— START DOCUMENT —

Why is my one loop faster than the other?

As a MWE, I wrote the following two functions in Julia, both of which depend on a global constant integer N and a global constant vector global_vector:

using BenchmarkTools

const N = 1024
const global_vector = rand(N)

function loop!(x,y)
    for i in 1:N
        x[i] = y[i]*global_vector[i]
    end
end

function loop_lift_first!(x,y)
    x[1] = y[1]*global_vector[1]
    for i in 2:N
        x[i] = y[i]*global_vector[i]
    end
end

x = rand(N)
y = rand(N)

Notice that loop! and loop_lift_first! are identical, except that the latter “lifts” the first iteration of the loop outside and computes it separately. Using BenchmarkTools to compare the runtime of these functions:

julia> @btime loop!($x,$y) evals=100
  565.470 ns (0 allocations: 0 bytes)

julia> @btime loop_lift_first!($x,$y) evals=100
  294.260 ns (0 allocations: 0 bytes)

Can anyone please explain to me why loop_lift_first! is so much faster than loop!?

It looks like it has something to do with bounds checking, since if I put @inbounds in loop! then its performance becomes better than both previous versions.

— END DOCUMENT —
— START DATASET CONTENT —

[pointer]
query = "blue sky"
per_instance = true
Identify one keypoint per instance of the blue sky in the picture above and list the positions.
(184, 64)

— END DATASET CONTENT —

▶ [WHAT TO PRODUCE] Continue the forum post about the two Julia loop functions from where it stops.

▶ [WRITTEN ANSWER]
With your code I get:

julia> @btime loop!($x,$y) evals=100
  455.650 ns (0 allocations: 0 bytes)

julia> @btime loop_lift_first!($x,$y) evals=100
  103.590 ns (0 allocations: 0 bytes)

For me, the performance gets similar if I explicitly pass global_vector to the function (which you should anyway prefer), @inbounds only makes a difference when I don’t pass global_vector:

using BenchmarkTools

const N = 1024
const global_vector = rand(N)

function loop!(x,y, global_vector)
    for i in 1:N 
        @inbounds x[i] = y[i]*global_vector[i]
    end 
    return sum(x)
end

function loop_lift_first!(x,y, global_vector)
    @inbounds x[1] = y[1]*global_vector[1]
    for i in 2:N 
        @inbounds x[i] = y[i]*global_vector[i]
    end 
    return sum(x)
end

x = rand(N)
y = rand(N)

@btime loop!($x,$y, $global_vector) evals=100
@btime loop_lift_first!($x,$y, $global_vector) evals=100


 
julia> include("/tmp/lel3.jl")
  72.530 ns (0 allocations: 0 bytes)
  110.500 ns (0 allocations: 0 bytes)

Also, using eachindex(x) instead of 1:N is safer and in many cases enables automatic elision of bounds checks.

Perhaps eachindex(x, y, global_vector) will work better for the bounds checks.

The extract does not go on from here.